[Begin Stored rows]

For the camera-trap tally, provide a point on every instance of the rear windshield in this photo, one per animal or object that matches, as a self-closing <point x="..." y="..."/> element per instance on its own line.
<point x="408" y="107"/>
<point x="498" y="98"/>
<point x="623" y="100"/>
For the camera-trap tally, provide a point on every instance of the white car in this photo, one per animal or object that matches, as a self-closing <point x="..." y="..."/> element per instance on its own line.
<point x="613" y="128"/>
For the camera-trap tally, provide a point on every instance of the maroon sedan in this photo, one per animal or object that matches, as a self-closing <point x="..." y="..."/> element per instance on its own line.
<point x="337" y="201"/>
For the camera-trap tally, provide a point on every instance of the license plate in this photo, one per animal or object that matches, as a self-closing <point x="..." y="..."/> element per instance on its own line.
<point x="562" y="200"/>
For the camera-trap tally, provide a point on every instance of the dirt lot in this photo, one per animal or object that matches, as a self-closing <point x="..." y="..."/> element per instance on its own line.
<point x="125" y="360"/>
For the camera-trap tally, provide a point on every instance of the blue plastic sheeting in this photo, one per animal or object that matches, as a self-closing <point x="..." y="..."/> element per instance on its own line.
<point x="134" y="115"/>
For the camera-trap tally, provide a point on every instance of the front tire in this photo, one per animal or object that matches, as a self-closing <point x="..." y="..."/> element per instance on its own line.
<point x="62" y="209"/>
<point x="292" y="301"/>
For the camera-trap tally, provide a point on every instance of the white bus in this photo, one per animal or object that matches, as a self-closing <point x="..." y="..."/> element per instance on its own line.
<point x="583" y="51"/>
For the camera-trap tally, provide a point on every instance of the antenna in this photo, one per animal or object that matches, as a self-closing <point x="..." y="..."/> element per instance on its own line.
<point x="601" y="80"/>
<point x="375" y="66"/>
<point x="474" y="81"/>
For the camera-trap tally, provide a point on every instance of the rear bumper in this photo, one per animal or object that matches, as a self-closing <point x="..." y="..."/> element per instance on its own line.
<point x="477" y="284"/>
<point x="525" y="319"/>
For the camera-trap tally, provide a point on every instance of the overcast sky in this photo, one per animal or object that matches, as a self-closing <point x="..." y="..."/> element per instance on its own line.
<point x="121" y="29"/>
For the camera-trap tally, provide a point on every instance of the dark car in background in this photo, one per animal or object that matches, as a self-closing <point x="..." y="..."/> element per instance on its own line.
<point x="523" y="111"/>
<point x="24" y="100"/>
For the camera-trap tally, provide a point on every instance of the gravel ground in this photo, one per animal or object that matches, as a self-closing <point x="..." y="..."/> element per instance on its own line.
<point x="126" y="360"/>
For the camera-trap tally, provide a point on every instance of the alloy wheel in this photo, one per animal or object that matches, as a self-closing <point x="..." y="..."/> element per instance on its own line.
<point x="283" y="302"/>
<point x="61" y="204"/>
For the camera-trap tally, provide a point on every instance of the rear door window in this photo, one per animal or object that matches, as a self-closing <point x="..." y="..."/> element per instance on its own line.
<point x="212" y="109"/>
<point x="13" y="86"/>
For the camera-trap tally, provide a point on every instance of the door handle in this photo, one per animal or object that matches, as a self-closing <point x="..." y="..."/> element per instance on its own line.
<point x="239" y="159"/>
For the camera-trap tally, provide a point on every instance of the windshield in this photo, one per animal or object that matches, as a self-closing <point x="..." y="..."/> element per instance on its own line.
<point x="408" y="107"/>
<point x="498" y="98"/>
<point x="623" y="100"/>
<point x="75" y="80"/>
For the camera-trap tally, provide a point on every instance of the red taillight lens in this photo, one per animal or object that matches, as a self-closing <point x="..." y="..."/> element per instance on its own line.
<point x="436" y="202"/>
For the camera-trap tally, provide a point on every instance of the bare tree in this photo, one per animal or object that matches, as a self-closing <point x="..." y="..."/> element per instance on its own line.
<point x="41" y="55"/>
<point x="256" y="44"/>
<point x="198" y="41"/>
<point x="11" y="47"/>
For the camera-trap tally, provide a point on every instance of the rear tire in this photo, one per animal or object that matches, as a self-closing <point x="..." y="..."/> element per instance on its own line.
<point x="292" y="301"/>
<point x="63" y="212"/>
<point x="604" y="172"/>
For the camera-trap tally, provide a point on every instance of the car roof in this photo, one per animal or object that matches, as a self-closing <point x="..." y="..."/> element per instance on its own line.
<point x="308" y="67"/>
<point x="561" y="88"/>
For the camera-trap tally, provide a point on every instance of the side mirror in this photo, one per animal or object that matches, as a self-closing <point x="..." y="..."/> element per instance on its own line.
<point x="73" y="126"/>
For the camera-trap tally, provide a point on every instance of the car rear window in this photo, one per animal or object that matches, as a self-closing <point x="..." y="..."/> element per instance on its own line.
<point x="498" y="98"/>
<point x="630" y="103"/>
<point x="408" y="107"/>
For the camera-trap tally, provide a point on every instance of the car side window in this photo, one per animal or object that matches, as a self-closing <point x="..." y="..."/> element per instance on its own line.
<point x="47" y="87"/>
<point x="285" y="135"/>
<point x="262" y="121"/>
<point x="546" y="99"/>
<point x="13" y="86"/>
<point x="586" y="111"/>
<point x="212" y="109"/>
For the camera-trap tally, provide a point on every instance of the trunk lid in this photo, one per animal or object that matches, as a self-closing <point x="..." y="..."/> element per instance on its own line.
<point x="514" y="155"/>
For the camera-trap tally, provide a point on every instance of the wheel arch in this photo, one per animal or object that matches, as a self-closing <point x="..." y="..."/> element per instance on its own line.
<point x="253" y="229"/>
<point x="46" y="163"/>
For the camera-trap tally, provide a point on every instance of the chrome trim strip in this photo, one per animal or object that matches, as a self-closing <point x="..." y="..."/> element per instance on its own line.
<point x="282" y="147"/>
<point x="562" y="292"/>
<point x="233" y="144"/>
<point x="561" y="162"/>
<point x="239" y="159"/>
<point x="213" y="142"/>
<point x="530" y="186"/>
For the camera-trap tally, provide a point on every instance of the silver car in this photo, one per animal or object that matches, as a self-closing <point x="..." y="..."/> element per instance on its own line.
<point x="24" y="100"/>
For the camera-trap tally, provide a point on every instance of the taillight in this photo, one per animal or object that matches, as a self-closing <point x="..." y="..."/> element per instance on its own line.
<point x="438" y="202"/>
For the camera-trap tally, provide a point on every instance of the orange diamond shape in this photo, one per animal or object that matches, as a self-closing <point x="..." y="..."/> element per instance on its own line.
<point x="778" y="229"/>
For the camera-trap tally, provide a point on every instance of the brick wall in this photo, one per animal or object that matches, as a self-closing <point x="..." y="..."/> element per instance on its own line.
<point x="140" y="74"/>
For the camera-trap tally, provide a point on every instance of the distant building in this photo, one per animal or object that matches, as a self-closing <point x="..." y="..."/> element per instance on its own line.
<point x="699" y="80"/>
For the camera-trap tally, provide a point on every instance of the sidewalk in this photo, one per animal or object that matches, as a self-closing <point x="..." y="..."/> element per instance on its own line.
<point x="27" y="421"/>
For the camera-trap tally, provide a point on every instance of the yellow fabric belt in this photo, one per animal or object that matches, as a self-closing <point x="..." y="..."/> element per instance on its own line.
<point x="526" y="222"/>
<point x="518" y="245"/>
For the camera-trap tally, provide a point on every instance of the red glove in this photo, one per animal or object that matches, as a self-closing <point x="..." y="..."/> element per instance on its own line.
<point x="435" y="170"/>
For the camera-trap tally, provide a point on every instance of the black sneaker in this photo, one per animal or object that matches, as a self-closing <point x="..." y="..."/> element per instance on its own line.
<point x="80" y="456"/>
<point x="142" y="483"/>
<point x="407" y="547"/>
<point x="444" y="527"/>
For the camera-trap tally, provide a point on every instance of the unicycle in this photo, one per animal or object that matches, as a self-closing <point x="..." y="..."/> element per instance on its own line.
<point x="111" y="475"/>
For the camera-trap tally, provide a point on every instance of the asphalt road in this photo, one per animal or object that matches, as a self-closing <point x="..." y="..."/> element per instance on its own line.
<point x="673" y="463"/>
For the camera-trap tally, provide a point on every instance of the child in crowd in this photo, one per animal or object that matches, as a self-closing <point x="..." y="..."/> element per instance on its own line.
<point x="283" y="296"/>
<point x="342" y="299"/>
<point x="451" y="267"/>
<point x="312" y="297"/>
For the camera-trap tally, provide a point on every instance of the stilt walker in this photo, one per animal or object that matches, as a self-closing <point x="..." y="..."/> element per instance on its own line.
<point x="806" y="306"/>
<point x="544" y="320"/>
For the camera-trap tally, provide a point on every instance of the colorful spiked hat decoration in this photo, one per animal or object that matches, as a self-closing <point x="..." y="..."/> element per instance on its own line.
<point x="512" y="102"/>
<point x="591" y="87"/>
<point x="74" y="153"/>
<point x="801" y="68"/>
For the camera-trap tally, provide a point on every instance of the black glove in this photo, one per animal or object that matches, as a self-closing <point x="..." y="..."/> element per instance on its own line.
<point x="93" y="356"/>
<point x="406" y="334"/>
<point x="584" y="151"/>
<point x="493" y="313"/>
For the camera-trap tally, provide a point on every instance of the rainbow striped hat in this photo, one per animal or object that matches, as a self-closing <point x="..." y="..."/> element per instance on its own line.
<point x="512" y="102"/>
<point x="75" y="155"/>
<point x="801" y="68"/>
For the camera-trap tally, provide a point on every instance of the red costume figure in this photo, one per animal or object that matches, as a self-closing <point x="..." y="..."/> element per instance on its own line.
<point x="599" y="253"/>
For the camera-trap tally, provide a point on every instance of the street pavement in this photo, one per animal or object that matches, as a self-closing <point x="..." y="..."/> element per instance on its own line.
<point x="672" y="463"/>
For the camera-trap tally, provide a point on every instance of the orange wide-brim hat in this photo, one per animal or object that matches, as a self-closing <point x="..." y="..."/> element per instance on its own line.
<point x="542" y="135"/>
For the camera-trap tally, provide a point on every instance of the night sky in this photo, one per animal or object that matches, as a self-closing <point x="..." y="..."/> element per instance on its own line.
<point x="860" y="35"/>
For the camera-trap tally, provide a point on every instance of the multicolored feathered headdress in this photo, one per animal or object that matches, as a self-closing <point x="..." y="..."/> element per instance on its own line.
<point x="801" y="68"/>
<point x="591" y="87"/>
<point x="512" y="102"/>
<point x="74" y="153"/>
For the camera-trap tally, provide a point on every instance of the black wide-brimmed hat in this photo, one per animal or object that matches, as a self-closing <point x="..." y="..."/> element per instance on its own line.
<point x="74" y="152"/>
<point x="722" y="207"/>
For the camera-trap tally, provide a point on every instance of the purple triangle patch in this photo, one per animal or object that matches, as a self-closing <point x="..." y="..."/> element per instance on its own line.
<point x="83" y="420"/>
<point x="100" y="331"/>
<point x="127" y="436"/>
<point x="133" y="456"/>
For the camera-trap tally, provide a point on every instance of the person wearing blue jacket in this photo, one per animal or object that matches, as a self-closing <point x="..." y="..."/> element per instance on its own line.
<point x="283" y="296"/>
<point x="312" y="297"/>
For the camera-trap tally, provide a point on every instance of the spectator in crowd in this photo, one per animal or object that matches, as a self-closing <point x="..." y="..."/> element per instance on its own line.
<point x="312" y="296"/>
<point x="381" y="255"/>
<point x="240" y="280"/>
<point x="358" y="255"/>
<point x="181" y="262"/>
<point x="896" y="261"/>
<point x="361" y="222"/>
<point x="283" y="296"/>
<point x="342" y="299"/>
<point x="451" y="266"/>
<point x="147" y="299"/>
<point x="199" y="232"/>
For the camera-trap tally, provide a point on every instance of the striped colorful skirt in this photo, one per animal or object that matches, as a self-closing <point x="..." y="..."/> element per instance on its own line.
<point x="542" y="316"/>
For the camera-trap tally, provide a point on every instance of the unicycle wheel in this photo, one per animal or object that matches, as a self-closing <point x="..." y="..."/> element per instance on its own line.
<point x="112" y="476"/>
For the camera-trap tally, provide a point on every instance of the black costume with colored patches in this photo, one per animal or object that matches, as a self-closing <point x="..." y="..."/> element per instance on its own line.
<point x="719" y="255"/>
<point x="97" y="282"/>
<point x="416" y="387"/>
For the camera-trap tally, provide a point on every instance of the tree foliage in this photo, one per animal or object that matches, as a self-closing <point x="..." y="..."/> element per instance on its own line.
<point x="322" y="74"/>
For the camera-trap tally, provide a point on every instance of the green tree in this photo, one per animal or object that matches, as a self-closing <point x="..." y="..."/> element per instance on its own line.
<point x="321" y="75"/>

[End Stored rows]

Copy exactly the lines above, from the one containing "of the tree" through the very last line.

For the camera-trap tally, provide a point on every instance of the tree foliage in this photo, one per animal or object that matches, as a self-closing <point x="..." y="..."/> element per instance on its own line.
<point x="322" y="74"/>
For the camera-trap tally, provide a point on every instance of the green tree in this photo, one per animal or object that matches, as a self-closing <point x="..." y="..."/> element per instance on its own line.
<point x="321" y="75"/>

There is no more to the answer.